Excerpted passage
-- begin --

Figure 1 LDS process laser-substrate geometry (a) typical ENIG metallization (b) metallization compounds and thicknesses (c) and sample part at various steps (d).

Molded interconnect devices (MID) are the three-dimensional (3D) response to the increasing market demand for components to be smaller and allied to efficient and flexible circuit carrier manufacturing. For several years, different methods have been developed to allow integration of circuit patterns as well as radiating and shielding elements on nearly arbitrary shaped plastic parts, providing the full 3D design scope for the developer. 3D flexibility is becoming more and more important—indispensible— to address the challenges facing the design of modern radio frequency systems. Decreasing space for installation, increasing functionality, together with higher frequency coverage are contradicted by the uncompromising limitations of production costs.

The available manufacturing methods for 3D MIDs can facilitate optimal manufacturing processes depending on the specific application. For instance, when using these methods for RF device fabrication, the 3D plastic parts replace the RF laminates that are typically used. This means that the established requirements on the RF properties of the substrate material, as well as the applied metallization, have to be met by the 3D manufactured parts. This is especially significant for future applications in the millimeter wave (mmWave) frequency range. One manufacturing method for MIDs that is already common for large scale production of antennas in consumer devices (e.g., smartphones, tablets, laptops), is the laser direct structuring (LDS) method.1 Injection molded plastic parts combined with laser activated surfaces that allow selective metallization open up almost unlimited design scope. Because present LDS fabricated applications mainly cover frequencies up to 6 GHz, this article evaluates the suitability of the LDS method for RF applications up to the mmWave range.

-- end --

Information supplied
-- begin --

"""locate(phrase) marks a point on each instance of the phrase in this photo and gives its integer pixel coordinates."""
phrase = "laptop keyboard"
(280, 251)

-- end --

Can you copy, word for word, the part of the molded interconnect device passage from "Molded interconnect devices" up to and including "of production costs."? The lines were taken from a separate source.

Molded interconnect devices (MID) are the three-dimensional (3D) response to the increasing market demand for components to be smaller and allied to efficient and flexible circuit carrier manufacturing. For several years, different methods have been developed to allow integration of circuit patterns as well as radiating and shielding elements on nearly arbitrary shaped plastic parts, providing the full 3D design scope for the developer. 3D flexibility is becoming more and more important—indispensible— to address the challenges facing the design of modern radio frequency systems. Decreasing space for installation, increasing functionality, together with higher frequency coverage are contradicted by the uncompromising limitations of production costs.